## Text to read

- - - - - - -

Those fixed costs keep going up, don’t they?

Finding a place to put people can be a challenge. It might even mean a complete relocation or new approach to work space. That could mean thousands of dollars. That’s money you never intended to spend in the first place.

Employees need space and supplies to accomplish the job you just hired them to do. As the employer, that’s your responsibility, not theirs. And if working conditions aren’t acceptable, you could be in a lot of trouble. Putting employees in the closet is generally frowned upon, no matter how ‘roomy’ you might think it to be.

Secret 4: You Need To Keep The People You Have Busy

Employees need employers to tell them what to do.

We’re not talking about barking orders at people or morphing into a quasi-dictator. Employees are expensive. That means you have to keep them busy to make them worth the cost.

And since most people are content with doing as little as possible, getting a paycheck, taking their vacation time, and going home, keeping people busy is a full-time job in and of itself.

Don’t believe us? Just think about any brick-and-mortar office you’ve worked in.

- - - - - - -

## Set task 1
List everything the passage on employee costs says most people are content with.

## Dataset items

- - - - - - -

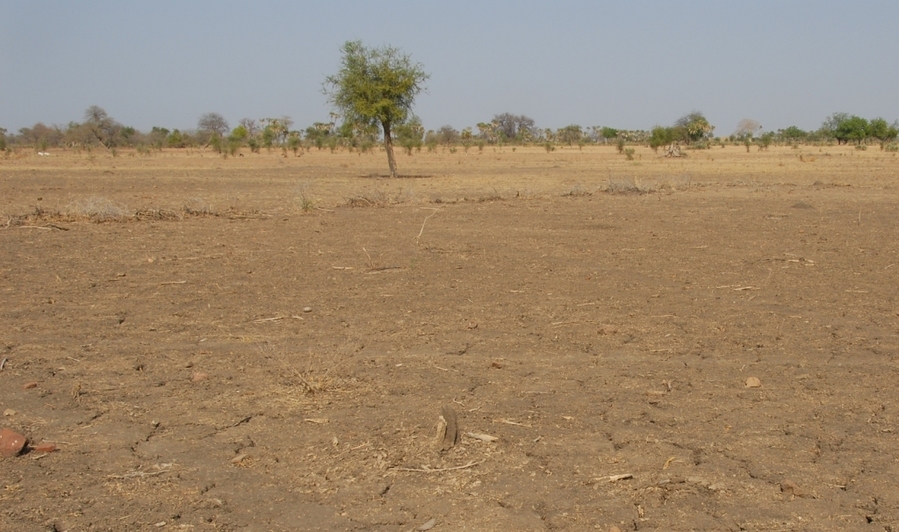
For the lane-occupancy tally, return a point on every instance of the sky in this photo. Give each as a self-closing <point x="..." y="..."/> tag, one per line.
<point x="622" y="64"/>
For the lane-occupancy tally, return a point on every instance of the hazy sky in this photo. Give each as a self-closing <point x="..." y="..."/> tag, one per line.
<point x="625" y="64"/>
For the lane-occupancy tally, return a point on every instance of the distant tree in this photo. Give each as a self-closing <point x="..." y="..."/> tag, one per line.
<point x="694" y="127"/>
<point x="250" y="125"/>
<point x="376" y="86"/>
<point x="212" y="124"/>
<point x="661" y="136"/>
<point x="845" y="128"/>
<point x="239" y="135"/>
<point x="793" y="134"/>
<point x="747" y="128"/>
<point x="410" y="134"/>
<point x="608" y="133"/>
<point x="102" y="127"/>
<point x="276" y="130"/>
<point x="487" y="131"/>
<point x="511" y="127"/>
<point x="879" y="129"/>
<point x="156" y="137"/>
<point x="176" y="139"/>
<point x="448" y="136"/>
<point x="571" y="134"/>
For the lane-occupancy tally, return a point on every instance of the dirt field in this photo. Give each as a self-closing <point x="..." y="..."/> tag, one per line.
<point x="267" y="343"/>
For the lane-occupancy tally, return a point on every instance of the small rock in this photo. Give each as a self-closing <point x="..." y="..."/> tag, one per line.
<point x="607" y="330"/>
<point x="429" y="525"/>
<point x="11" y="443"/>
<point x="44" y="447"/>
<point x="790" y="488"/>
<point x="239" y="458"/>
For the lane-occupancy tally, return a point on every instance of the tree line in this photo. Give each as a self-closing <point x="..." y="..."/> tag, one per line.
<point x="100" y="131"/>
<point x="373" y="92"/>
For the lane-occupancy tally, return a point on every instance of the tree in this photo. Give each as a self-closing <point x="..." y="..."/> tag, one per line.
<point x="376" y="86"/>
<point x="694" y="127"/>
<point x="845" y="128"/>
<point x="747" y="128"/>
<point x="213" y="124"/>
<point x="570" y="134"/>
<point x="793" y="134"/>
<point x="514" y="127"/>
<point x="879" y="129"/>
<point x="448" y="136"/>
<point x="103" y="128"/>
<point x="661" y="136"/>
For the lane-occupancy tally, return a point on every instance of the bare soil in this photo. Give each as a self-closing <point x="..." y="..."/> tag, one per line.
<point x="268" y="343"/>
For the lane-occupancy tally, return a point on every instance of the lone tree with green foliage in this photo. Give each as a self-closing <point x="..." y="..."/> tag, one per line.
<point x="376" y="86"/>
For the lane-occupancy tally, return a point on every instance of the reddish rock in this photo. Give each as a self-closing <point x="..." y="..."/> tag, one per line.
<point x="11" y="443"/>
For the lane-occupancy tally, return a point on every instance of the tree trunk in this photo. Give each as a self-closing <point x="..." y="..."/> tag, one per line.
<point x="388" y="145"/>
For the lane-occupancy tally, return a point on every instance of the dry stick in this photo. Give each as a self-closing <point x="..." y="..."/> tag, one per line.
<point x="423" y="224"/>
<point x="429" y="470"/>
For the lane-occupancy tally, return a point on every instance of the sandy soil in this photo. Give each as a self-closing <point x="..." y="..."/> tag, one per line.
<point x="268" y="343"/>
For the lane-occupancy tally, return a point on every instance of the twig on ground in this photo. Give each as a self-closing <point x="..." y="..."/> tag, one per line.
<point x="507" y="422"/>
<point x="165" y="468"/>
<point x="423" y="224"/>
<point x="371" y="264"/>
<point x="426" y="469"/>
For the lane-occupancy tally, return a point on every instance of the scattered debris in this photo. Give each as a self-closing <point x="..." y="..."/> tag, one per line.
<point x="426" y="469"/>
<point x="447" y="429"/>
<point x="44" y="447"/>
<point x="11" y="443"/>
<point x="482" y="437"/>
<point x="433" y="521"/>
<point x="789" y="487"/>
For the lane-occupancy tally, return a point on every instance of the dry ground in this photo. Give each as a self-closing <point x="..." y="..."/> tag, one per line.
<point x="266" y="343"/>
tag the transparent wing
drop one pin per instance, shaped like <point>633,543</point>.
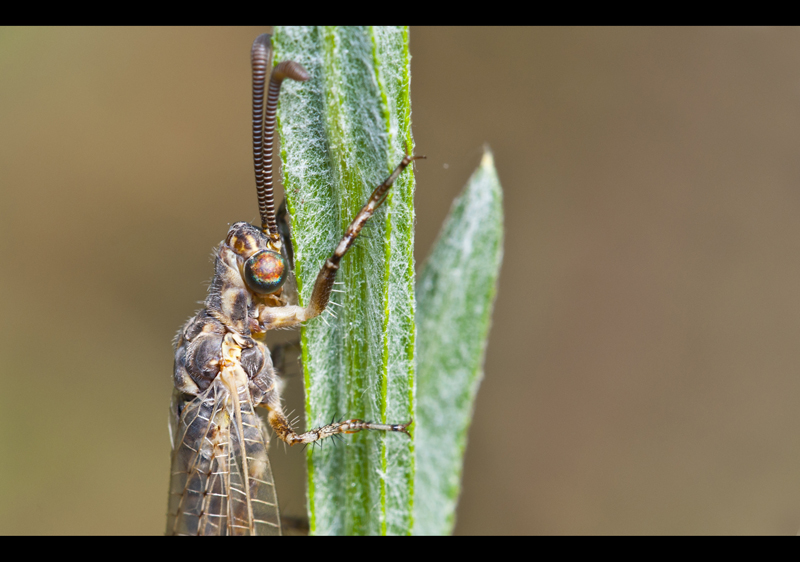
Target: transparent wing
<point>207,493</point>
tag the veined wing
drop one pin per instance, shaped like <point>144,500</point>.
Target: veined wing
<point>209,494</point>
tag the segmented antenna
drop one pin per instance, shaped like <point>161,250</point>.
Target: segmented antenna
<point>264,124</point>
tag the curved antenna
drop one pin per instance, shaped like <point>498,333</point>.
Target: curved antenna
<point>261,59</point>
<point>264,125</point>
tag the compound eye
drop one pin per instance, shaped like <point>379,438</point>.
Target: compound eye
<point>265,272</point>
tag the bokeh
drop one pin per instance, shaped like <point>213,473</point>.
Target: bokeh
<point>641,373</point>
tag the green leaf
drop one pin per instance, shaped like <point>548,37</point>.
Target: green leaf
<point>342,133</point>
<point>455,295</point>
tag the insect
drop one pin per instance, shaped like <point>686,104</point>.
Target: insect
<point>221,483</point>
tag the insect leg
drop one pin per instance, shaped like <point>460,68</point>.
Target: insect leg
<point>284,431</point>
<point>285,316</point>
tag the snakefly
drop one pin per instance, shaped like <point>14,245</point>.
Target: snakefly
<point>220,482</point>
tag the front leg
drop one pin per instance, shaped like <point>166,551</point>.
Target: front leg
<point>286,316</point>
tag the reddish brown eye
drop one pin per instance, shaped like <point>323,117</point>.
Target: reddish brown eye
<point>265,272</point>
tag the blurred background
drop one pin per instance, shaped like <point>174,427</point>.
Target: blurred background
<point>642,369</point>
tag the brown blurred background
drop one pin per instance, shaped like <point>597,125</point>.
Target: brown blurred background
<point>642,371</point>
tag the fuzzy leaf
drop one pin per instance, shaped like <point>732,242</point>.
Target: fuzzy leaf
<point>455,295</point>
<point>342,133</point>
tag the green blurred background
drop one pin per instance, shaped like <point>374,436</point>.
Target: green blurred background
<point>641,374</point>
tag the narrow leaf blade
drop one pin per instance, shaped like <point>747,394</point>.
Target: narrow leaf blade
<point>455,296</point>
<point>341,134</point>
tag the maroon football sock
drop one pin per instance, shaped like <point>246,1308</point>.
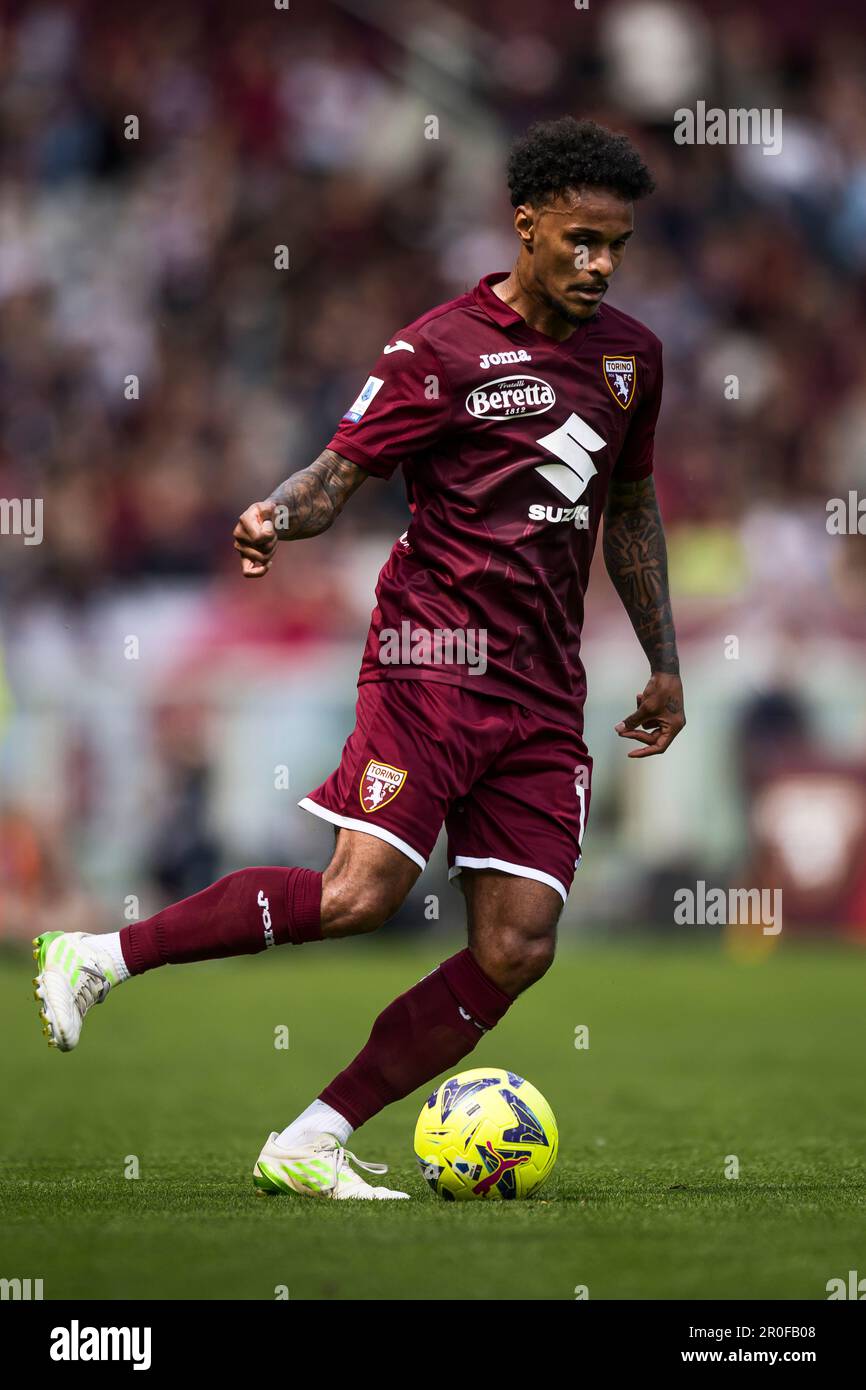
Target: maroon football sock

- - - - - - -

## Set task 2
Locate each line of the records that contains the word "background", and copy those lines.

## Exercise solution 1
- Doing as little as possible
- Getting a paycheck
- Taking their vacation time
- Going home

## Exercise solution 2
tag the blurred background
Target: blurred background
tag the brown blurred background
Target: brown blurred background
tag the green blurred background
Target: green blurred background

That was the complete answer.